Change "fingers" to "hands" in the lines below, starting at the line containing "Q: Point out every instance of the fingers" and ending at the line containing "x=364 y=133", and give back only those lines with nothing else altered.

------ Records shown

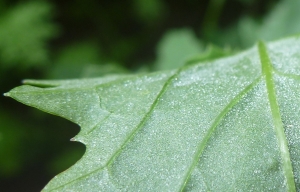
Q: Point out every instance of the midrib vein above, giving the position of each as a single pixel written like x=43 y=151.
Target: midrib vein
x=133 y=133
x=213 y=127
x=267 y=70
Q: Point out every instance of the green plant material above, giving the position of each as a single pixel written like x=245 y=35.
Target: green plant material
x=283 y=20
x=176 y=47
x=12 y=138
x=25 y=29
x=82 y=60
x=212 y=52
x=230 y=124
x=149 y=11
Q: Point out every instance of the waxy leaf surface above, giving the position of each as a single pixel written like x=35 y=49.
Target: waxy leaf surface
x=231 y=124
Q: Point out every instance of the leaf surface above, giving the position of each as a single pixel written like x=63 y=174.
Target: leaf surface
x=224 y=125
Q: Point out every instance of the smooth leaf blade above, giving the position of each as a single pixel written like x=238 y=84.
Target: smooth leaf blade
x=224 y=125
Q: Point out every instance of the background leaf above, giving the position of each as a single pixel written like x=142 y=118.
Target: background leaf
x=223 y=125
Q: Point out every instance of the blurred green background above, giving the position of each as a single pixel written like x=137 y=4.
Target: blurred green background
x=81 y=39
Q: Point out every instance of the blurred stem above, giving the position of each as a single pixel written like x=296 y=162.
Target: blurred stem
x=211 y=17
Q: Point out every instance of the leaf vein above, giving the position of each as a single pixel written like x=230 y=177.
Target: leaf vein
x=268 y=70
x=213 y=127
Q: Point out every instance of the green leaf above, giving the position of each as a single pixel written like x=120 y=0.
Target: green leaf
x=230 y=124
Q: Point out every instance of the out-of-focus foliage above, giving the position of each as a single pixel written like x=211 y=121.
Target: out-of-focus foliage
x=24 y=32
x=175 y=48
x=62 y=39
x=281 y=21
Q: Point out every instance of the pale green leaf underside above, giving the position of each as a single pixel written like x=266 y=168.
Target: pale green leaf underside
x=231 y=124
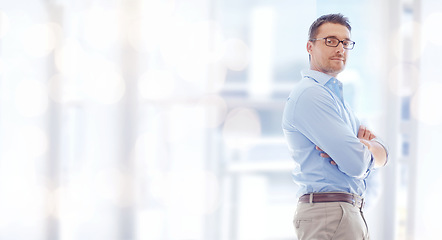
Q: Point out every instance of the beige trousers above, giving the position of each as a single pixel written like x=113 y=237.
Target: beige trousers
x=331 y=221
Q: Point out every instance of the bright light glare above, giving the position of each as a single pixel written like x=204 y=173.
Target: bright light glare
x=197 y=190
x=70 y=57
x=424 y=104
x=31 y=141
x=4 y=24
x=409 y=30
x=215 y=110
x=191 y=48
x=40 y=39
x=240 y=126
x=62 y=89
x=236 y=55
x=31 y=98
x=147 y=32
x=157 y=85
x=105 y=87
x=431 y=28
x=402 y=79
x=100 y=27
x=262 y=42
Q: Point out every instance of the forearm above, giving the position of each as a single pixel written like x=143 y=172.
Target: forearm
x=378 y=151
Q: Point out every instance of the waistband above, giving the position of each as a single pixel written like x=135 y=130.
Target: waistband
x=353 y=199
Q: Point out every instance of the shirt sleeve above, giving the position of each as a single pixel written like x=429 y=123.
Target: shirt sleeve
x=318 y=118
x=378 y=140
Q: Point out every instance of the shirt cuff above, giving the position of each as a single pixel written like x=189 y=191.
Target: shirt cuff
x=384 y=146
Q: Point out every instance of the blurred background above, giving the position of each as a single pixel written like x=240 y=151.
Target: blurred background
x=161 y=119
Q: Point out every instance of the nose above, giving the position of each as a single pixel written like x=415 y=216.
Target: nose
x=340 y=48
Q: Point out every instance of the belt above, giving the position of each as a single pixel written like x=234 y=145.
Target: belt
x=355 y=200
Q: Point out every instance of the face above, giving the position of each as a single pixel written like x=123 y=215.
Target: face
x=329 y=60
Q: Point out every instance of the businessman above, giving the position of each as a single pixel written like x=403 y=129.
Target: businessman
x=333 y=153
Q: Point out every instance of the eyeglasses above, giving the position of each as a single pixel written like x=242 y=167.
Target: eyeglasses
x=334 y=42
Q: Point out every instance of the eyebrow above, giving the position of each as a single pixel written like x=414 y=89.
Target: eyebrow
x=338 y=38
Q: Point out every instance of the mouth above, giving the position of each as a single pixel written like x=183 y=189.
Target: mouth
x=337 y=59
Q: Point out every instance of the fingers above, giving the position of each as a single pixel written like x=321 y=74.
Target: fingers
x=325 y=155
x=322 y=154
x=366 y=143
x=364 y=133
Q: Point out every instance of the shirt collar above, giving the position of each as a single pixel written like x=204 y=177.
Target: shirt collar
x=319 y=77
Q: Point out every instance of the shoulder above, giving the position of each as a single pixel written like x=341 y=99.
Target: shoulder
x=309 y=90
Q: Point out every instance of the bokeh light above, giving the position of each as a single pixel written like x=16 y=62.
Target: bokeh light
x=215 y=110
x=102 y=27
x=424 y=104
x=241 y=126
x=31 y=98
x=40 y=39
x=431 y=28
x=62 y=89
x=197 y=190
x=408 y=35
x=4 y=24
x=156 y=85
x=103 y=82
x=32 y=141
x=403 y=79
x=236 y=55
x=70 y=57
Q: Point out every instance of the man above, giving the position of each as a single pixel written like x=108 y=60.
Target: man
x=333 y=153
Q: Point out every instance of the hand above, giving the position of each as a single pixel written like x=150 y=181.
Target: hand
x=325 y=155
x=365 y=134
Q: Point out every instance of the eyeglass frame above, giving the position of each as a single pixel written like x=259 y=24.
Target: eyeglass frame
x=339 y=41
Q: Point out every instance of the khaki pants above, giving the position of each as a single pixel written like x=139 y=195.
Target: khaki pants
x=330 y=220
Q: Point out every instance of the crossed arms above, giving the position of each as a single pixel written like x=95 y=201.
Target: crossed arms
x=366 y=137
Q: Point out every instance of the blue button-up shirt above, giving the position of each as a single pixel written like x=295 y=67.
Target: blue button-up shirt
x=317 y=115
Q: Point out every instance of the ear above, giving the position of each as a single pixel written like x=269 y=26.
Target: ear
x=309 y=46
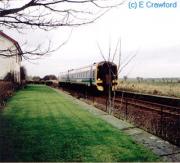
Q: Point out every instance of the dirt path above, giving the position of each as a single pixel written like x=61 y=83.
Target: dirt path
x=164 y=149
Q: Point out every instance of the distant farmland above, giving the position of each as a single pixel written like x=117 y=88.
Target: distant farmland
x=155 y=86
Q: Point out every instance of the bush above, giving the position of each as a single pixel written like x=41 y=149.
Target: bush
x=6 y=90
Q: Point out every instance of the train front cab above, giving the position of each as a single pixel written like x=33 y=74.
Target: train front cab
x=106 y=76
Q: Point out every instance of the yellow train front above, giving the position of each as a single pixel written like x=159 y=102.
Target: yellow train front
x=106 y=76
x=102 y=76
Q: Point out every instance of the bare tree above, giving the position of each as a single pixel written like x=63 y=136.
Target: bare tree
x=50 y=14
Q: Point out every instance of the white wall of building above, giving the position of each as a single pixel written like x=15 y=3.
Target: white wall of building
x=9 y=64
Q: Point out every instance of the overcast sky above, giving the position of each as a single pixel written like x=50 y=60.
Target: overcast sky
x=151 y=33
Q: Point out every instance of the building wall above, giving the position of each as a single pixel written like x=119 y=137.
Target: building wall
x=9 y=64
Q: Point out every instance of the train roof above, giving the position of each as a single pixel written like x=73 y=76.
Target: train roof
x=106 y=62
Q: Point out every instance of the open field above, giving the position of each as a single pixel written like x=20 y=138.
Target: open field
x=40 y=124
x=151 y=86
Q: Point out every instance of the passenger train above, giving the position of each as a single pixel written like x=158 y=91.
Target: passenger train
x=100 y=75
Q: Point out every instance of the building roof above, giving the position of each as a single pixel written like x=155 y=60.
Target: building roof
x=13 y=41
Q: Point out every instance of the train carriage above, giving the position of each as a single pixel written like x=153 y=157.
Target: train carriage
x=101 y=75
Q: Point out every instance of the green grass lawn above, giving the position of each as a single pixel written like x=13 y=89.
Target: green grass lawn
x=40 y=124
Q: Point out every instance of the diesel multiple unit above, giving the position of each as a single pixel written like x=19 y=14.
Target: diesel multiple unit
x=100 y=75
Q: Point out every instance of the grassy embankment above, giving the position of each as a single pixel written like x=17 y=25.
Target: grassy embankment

------------
------ Records shown

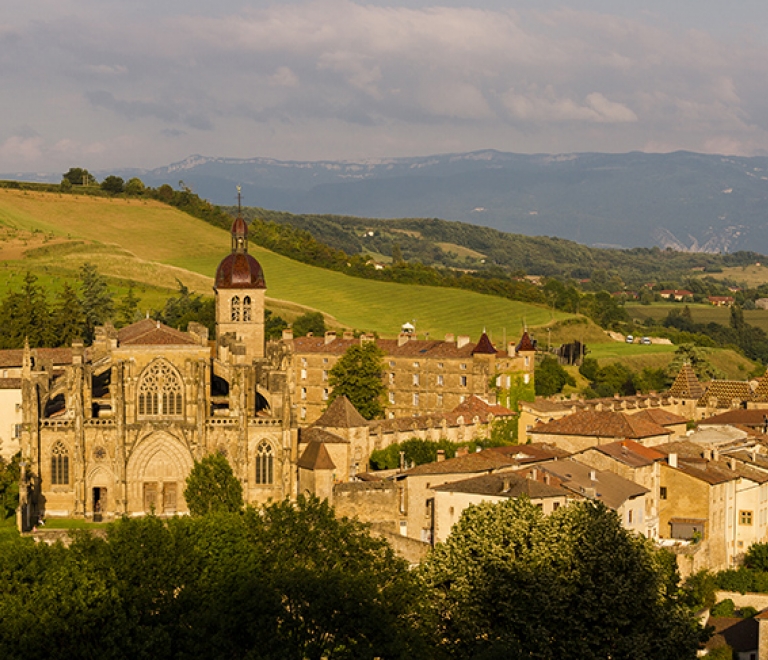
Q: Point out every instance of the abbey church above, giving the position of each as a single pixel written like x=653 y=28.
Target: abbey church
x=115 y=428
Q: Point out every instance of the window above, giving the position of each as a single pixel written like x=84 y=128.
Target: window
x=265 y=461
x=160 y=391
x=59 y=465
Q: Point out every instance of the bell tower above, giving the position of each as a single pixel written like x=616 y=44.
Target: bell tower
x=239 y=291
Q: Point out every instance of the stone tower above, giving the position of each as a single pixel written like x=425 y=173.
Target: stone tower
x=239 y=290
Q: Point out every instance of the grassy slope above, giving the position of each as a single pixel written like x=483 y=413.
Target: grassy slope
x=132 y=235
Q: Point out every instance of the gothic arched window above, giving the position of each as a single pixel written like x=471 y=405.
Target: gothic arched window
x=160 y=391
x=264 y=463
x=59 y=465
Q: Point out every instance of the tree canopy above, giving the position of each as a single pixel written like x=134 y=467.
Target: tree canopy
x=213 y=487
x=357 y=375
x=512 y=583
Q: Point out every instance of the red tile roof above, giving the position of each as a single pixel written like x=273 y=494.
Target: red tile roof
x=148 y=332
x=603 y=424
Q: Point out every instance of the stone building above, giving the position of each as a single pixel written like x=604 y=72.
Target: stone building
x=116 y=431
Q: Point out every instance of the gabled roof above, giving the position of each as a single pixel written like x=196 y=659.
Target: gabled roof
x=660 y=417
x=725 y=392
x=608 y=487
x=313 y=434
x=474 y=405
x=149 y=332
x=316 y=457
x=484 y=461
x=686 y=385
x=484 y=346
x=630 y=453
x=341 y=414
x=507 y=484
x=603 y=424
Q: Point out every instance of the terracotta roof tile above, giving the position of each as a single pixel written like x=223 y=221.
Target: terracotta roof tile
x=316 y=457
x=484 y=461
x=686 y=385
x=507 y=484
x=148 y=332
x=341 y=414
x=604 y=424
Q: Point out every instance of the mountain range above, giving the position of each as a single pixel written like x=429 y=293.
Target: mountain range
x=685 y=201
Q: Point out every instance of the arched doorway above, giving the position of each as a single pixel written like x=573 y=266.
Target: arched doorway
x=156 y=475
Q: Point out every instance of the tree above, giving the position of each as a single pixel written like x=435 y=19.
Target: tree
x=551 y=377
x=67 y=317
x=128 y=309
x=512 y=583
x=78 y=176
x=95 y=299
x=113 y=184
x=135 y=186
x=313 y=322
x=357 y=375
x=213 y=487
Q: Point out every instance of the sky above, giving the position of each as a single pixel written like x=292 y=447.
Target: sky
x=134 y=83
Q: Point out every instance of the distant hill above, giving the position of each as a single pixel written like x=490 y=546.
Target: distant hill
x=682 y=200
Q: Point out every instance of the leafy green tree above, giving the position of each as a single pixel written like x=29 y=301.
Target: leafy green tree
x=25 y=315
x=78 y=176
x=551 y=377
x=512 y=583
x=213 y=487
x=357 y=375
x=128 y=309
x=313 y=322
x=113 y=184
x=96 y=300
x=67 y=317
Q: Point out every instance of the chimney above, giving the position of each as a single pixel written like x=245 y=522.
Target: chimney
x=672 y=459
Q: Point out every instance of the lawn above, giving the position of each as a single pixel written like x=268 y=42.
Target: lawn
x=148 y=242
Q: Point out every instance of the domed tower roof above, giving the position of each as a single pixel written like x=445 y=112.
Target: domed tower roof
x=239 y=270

------------
------ Records shown

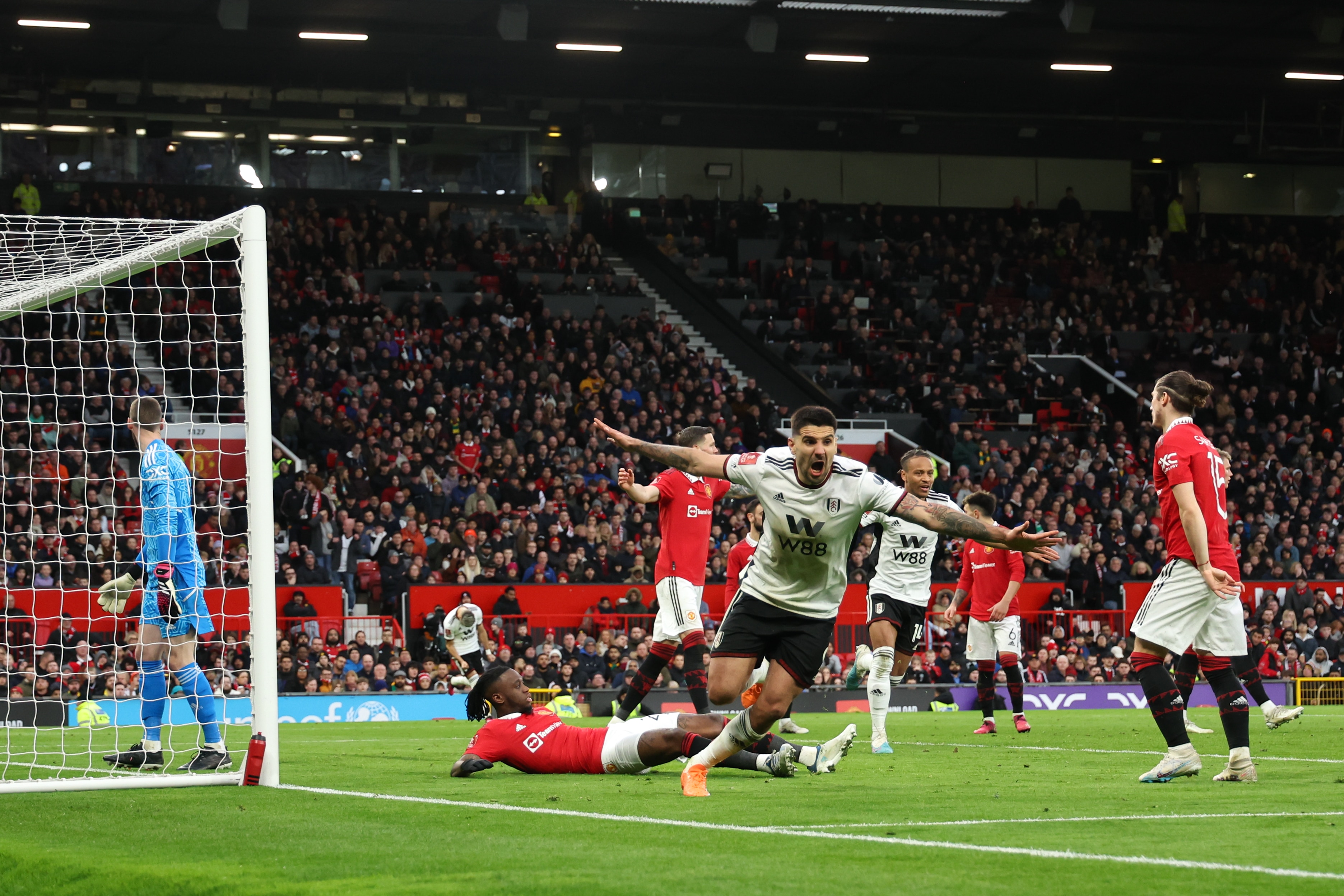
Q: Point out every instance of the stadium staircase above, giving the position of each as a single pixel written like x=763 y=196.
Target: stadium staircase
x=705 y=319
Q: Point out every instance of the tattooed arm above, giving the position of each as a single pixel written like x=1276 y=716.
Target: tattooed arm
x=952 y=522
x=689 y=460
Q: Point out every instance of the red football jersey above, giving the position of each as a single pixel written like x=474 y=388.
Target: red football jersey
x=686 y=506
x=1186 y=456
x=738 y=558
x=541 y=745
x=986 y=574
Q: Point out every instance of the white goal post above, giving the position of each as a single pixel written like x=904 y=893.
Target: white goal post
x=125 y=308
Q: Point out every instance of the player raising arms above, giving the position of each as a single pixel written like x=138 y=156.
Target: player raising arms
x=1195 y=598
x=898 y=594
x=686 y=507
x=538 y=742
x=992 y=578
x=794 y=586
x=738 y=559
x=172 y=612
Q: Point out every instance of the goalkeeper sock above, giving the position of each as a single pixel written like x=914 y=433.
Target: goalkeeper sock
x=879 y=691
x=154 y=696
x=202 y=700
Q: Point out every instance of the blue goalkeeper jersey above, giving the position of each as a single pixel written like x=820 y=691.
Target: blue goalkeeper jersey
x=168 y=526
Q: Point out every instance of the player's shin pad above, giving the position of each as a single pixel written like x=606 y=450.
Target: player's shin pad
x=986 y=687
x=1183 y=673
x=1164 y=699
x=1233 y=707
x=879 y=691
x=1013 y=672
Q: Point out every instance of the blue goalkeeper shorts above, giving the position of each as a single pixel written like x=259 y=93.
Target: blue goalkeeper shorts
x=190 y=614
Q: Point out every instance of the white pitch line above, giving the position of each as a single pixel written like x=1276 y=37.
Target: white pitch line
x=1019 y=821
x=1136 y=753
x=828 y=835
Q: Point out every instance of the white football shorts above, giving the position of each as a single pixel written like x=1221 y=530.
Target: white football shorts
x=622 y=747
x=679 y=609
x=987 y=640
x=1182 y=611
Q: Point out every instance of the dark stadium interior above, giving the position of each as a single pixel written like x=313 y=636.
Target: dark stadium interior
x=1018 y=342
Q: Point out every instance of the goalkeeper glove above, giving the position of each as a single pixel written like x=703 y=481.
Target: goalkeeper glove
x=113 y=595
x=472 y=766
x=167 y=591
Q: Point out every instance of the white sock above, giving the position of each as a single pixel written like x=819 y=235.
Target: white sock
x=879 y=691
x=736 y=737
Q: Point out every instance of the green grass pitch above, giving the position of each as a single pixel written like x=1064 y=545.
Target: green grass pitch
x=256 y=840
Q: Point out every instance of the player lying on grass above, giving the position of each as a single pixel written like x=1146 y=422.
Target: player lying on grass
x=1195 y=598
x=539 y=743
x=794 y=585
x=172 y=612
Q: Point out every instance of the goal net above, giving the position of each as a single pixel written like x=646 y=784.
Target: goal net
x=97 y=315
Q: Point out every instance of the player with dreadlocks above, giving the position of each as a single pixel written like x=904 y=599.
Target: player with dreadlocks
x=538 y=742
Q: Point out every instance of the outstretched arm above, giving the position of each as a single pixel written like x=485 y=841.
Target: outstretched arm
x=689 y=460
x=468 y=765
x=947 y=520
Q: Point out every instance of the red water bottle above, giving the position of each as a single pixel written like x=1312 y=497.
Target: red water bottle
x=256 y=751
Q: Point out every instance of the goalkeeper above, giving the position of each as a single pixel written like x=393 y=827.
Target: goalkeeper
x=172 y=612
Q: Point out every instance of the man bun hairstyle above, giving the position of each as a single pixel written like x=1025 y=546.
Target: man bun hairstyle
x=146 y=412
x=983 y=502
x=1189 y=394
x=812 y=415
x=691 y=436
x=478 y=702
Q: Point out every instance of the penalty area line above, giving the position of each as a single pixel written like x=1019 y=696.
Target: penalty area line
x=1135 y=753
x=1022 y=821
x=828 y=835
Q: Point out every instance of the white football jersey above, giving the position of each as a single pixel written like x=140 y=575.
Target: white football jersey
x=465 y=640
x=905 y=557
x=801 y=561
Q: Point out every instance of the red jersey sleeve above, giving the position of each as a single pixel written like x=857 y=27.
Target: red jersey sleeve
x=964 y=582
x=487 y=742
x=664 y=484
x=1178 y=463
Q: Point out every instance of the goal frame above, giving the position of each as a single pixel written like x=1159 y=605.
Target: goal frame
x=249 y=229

------------

Complete output:
Q: Point out every instance of the hands above, giving the position of each as a single pixel written like x=321 y=74.
Target: hands
x=325 y=155
x=322 y=154
x=366 y=143
x=364 y=133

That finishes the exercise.